Carl Gene just stands with his guitar and a nice number of pedals, softly plays repetitive melodies but adds distortion in some important moments and poignantly sings while rain falls throughout the album. No drums, no bass, no keyboards. The result is a very miserable, yet natural and sincere sound. Shoegazer freaks could probably “enjoy” what Carl Gene does due to the guitar effects and the soft, sometimes whispered vocals. As stated in his Bandcamp page, Carl Gene uses music as a conduit for dealing with his depression. And this is what makes his music so unique, in this EP you’ll find nothing but passion, real music with no trace of posercism. In some moments you can hear Carl’s dismay through his screams and noisy drone riffs, which sound heavier in this EP than in “Hopeless”. My only gripe is that the EP is extremely short: 22 minutes. I hope to keep on listening to more new stuff from this guy in the future.

11. CLOUDS “Departe”

Here’s the sophomore full-length album by Clouds, a project that, according to some interview with the band’s members, was not meant to go this far. However, Clouds, composed by members of well-known doom metal bands like Officium Triste, Eye of Solitude, Pantheist and Barren Earth, just to mention a few, had a truly successful debut in 2014 with “Doliu”, being praised by critics and the whole doom metal scene. The reason is that Clouds developed their own signature sound somehow different to that of any of the bands which the members belong. “Departe” makes no major changes and sounds like a continuation of “Doliu”. Here we have more extremely bleak and depressive music blessed with the brutal growls of Jón Aldará from Hamferð and Barren Earth perfectly alternating clean vocals. Jón, who, as far as I know, also writes the lyrics expresses a lot of sorrow and loss through very personal lyrics and an excellent live performance, which is not easy for singers that shift from growls to clean vocals in the studio. Kostas Panagiotou from Pantheist plays sorrowful piano tunes throughout the album, this is a key element since most of the songs open with these keyboards preparing the atmosphere for the crushing doom metal discharge. All these elements create a beautiful experience. The formula is still effective for this second album. In fact, opening track “How Can I Be There” is quite catching and “In the Ocean of My Tears”, with a stunning long introduction and female vocals, stands as the most melancholic song ever made by the band. If you enjoyed “Doliu”, you’ll love “Departe”, and basically if you’re into doom metal there is no doubt you should check this album.

10. CREMATORY “Monument”

2015 was not a good year for me. But it seems like Crematory also went through a bad situation in such a dreadful year. Their 2014’s “Antiserum” was not having a good reception, and I still regard it their weakest effort. But all bands have lows and highs, what in really fucked up 2015 was the departure of Matthias, who had delivered clean vocals and guitars since “Act Seven”, album released in 1999 and which defined the sound of the second period of Crematory’s style. According to interviews with the band, the possibility of calling it a day was contemplated. However, the remaining founder members pulled strength to hire new members, get into the studio and record a “Monument” to the band’s history. The result is this 13th full-length album featuring two new members who deliver a two-guitar sound and new clean vocals.

_ _ _ _ _ _ _

* _Task set_
a: Summarize the album reviews in three sentences.
b: Continue the album reviews, starting right after their final sentence.

* _Point-per-instance localization records_
_ _ _ _ _ _ _

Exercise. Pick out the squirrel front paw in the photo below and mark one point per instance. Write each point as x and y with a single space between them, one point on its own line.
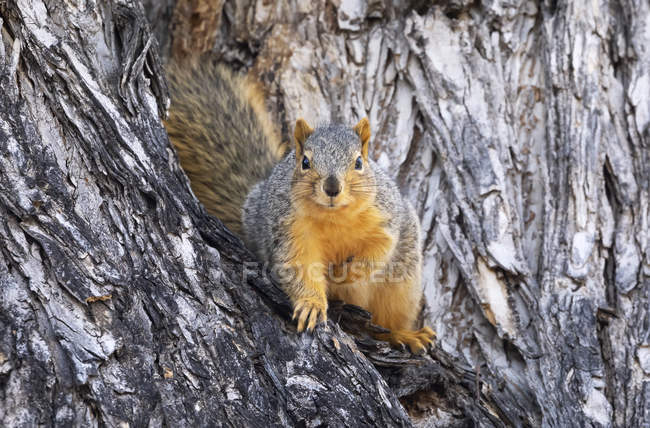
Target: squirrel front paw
310 310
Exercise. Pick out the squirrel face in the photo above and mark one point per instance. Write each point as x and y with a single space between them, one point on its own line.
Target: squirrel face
332 170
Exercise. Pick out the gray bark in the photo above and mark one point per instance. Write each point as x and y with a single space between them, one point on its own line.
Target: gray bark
521 130
121 302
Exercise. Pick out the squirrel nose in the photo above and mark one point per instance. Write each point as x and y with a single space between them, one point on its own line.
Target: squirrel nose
332 186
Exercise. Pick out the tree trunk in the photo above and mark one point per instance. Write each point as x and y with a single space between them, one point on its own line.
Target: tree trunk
121 302
521 130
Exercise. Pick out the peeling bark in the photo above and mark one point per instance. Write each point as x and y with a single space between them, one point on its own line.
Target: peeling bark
521 131
121 301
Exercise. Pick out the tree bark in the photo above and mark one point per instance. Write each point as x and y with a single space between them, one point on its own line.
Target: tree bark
121 302
521 130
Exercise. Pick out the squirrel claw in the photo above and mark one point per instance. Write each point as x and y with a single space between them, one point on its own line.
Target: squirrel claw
310 311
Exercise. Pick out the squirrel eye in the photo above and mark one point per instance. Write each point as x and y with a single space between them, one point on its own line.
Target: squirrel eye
359 163
305 163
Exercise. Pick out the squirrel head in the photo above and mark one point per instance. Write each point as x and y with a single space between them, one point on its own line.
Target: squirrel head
332 169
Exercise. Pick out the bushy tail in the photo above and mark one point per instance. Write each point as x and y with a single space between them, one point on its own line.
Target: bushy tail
224 136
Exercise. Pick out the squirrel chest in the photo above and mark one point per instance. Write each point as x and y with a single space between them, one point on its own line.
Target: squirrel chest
340 237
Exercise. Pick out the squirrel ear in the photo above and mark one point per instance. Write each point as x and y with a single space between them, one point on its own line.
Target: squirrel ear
301 133
363 131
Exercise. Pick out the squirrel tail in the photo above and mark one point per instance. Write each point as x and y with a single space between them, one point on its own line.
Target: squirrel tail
225 138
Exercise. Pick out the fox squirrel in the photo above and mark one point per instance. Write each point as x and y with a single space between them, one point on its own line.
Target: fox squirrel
327 219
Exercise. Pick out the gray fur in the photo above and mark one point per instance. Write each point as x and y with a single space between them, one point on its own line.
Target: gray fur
268 207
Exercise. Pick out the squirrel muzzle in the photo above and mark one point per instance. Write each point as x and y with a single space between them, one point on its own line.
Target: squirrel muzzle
332 186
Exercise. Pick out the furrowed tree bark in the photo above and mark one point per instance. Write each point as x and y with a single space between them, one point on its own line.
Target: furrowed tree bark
121 302
521 130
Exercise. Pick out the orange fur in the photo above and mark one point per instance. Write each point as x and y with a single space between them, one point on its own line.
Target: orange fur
321 237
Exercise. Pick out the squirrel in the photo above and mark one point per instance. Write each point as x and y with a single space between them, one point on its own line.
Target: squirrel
329 221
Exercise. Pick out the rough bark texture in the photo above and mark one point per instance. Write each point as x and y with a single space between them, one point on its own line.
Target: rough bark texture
522 132
121 302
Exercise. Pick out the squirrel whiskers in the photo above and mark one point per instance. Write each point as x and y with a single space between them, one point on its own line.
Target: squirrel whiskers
324 209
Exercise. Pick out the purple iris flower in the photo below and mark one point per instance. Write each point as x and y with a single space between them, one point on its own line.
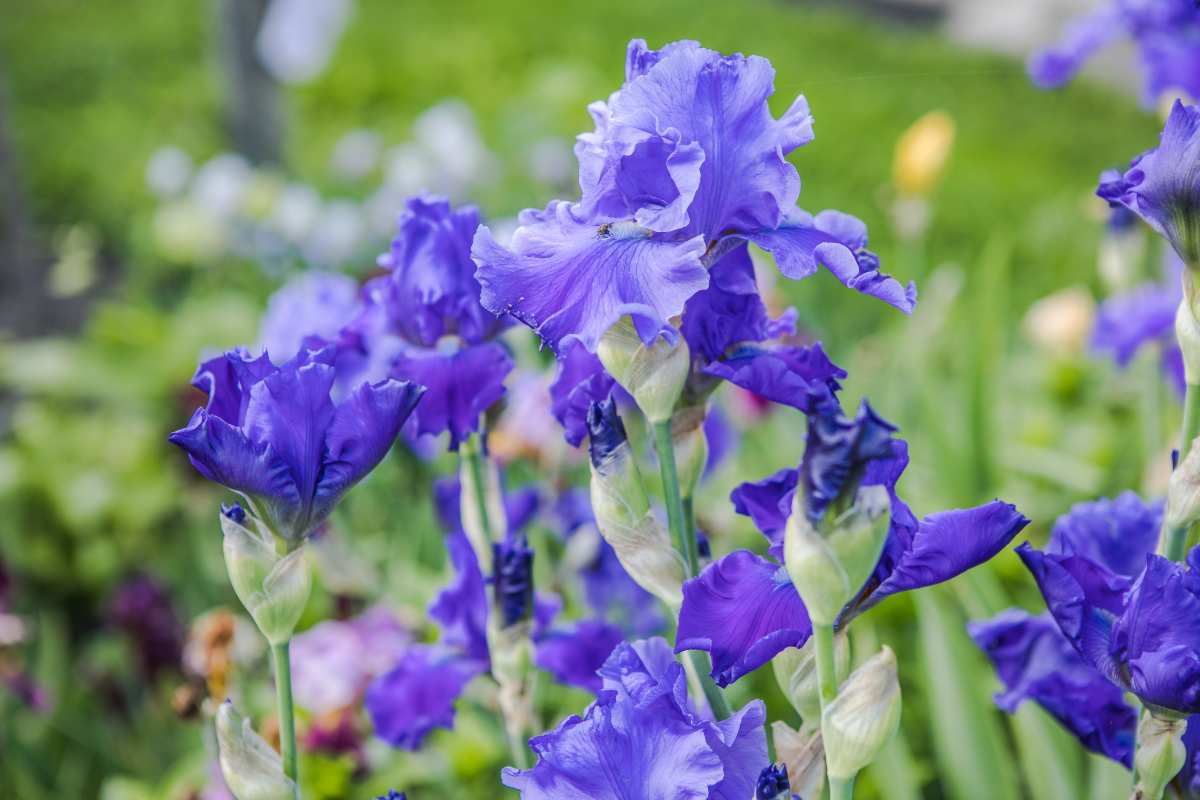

_ _ _ _ _ _ _

* _Written answers_
a: Carl Gene's EP features only his guitar with pedals and his sung vocals over falling rain, producing a miserable but sincere sound, though the reviewer finds it too short at 22 minutes. Clouds' sophomore full-length album "Departe" continues the bleak, depressive doom metal of its praised 2014 debut "Doliu," with Jón Aldará's growls and clean vocals and Kostas Panagiotou's piano. After Matthias left, Crematory considered calling it a day but instead hired two new members and recorded its 13th full-length album, "Monument."

b:
“Monument” is clearly heavier that “Antiserum”, but no more, since “Infinity” sounds heavier due to  Matthias’ aim of playing “gothic thrash” in such album. “Monument” has a solid sound, with the band’s signature style, the outstanding brutal growls of Felix, the use of lyrics in both German and English and the catching melodies. The new clean singer sounds different, sometimes even scratching the heavy metal vocals style.  “Haus mit Garten” is one of the most dynamic songs ever made by Crematory, while “Die so Soon” stands as the ultra-catching song of the album, in which the new clean singer effectively claims the respect of long term Crematory fans.

When Lotte left the band in 1999 an era of Crematory died, a second era started with Matthias and now we see the birth of a third period in the band's history. After the recording of “Monument” long-term bassist Heral also parted ways with the band. He had joined in “Just Dreaming”, 22 years ago! I hope Crematory continue for many years and I also hope fans realize that Crematory is one of those few bands from the 90s that is not throwing mediocre and uninspired albums nowadays.

9. BURIAL CHOIR “Iconoclast”

Last October Falls full-length album “The Plague of a Coming Age” had a clear doom metal influence. The album was closer to October Tide than to Agalloch. Seems like Lehto, the man behind October Falls has been pretty much into doom metal (at least) last years, and being a multi-instrumentalist allowed him to record a new album through which he could conduct his darkest and slowest doom metal affinities. The result is a new band, Burial Choir. And, yeah, it’s a band rather than a project, since a second member joined and now they are looking for a label. Their first output is available on Bandcamp and it’s entitled “Iconoclast”. Although the band warns that this is a promotional demo without proper artwork I enjoyed it too much like for not writing a couple of lines about it.

I love the name of the band, and the sound of this demo makes worth the band’s name: The music is slow, dark, depressive and mysterious, featuring an excellent funerary touch. Bells sound at the distance between tracks, preparing a consuming a gloomy atmosphere that can pair that one that Tristitia used to create. You may remember that dense keyboards throughout the songs and the church-like feeling in Tristitia’s “Garden of Darkness” and “One with Darkness”. Burial Choir develop a similar atmosphere, but the music in general is definitively different, with slow, sometimes raw, riffs, excellent guitar melodies and the Lehto’s vocals which sound between black metal screams and death metal growls. I’m really looking forward for this album to be released in physical format and also for Burial Chamber to continue doing this brand of murky doom metal.

8. CROSS VAULT “Miles to Take”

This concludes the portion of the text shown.